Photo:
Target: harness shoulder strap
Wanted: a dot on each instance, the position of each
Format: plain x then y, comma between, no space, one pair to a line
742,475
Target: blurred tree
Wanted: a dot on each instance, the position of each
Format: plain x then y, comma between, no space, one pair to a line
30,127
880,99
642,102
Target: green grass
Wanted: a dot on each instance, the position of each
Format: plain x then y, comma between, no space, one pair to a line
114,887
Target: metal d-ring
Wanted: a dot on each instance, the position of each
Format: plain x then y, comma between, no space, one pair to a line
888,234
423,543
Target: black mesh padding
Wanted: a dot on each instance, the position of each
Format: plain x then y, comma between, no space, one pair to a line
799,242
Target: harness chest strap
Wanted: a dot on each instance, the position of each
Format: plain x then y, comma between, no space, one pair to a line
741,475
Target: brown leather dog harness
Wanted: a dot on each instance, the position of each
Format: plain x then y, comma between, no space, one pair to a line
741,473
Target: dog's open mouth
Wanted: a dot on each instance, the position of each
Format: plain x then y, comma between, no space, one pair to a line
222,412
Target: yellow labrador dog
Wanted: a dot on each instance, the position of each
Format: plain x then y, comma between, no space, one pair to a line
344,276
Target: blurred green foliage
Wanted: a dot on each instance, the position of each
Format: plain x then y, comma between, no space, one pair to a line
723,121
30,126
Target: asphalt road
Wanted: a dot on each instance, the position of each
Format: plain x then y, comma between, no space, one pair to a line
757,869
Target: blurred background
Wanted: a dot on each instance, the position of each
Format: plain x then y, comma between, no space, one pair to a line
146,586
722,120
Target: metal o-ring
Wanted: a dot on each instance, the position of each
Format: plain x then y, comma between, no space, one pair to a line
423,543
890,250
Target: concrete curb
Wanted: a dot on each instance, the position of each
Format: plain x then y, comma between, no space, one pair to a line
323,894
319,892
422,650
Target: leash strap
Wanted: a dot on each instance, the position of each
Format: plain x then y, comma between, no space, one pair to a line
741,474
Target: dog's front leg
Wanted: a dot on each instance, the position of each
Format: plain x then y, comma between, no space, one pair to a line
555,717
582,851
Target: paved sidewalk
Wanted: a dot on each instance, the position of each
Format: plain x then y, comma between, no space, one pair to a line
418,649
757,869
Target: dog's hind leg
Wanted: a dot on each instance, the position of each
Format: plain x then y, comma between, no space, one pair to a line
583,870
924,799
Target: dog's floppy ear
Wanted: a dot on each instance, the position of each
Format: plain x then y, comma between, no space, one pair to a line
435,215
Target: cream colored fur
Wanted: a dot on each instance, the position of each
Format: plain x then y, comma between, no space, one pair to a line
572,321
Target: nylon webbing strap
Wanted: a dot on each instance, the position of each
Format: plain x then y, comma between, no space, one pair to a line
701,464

---*---

EXERCISE: Extract all of the lines above and reproduce each one exactly as it appears.

RESPONSE TO THIS EXERCISE:
Photo:
Target: harness shoulder strap
Wanted: a dot on each instance, the position of each
Format: plain x then y, comma between, no space, one pair to a line
742,475
Target: blurred tree
Wanted: a dot on each instance, the position of each
Format: plain x then y, comma between, no space, one pair to a line
30,127
880,99
642,102
Target: green grass
Wanted: a dot on each instance, the position of each
Format: plain x then y, comma between, no space, one pair to a line
114,887
Target: metal d-ring
Wanted: a dot on each instance, the position of each
Format: plain x then y, comma between, no space, one pair to a line
888,234
423,543
Target: black mesh padding
Wanted: a dot on each instance, the position of each
Format: plain x then y, comma between, no space, one pair to a line
799,242
Target: harness chest strap
Wanted: a dot on each instance, the position of each
Format: plain x then y, comma between, no space, one pair to a line
741,475
Target: brown leather dog harness
Wanted: a dot on each instance, the position of each
Format: plain x then y, comma between, no space, one pair to a line
741,473
Target: dog's open mouth
Wanted: a dot on each instance, the position of each
Format: plain x then y, comma between, no space, one pair to a line
222,412
Target: yellow labrador dog
Wanted: a dot on each instance, the position of each
Format: plain x then y, comma between, no space, one pair to a line
344,276
Target: blurred green foliage
Wanted: a dot on each instance, the position of each
Format: plain x then y, comma between, no space, one pair to a line
723,121
30,126
Target: asphalt road
Wanted: a dot on each instance, the position of each
Format: plain x then y, comma between, no space, one pair to a line
757,869
Target: blurred background
Wanted: a dot on each instance, the position of each
Format: plain x then y, comma between, no space, one pair to a line
146,586
722,120
Target: metal o-ring
Wanted: a dot on each instance, the position of each
Format: plain x then y, comma between, no space, one pair to a line
423,543
890,250
Target: concrete curb
Wanted: a dot on each instance, the position of each
Format: plain x then y, comma between, no space, one pair to a line
323,894
319,892
422,650
Target: leash strap
Wanted: a dot on each instance, the position of each
Format: plain x then y, comma between, no space, one pair to a line
741,474
Target: dog's front leg
Wanted: a dot on each instance, the position of each
Format: plain x then y, comma between, no space, one pair to a line
555,717
582,851
Target: paved sidewalk
Wanted: a dot on each instance, the position of each
Format: plain x then y, comma between, no space, one pair to a line
418,649
757,869
Target: dog's hind leg
Wanted: a dot on each instance, the position of each
Format: plain x then y, comma between, no space, one pair to a line
583,870
924,799
Target: dog's floppy ear
Wanted: a dot on each instance, the position of each
Format: plain x then y, comma between, no space, one pair to a line
435,215
Target: cream colored fur
Wanted: a dot on each instance, the position of each
Format: plain x then y, comma between, no space, one pair to a line
572,321
Target: nylon webbing strap
Wanted: a dot on each instance, the position of each
Format: plain x then y, comma between, no space, one pair to a line
701,464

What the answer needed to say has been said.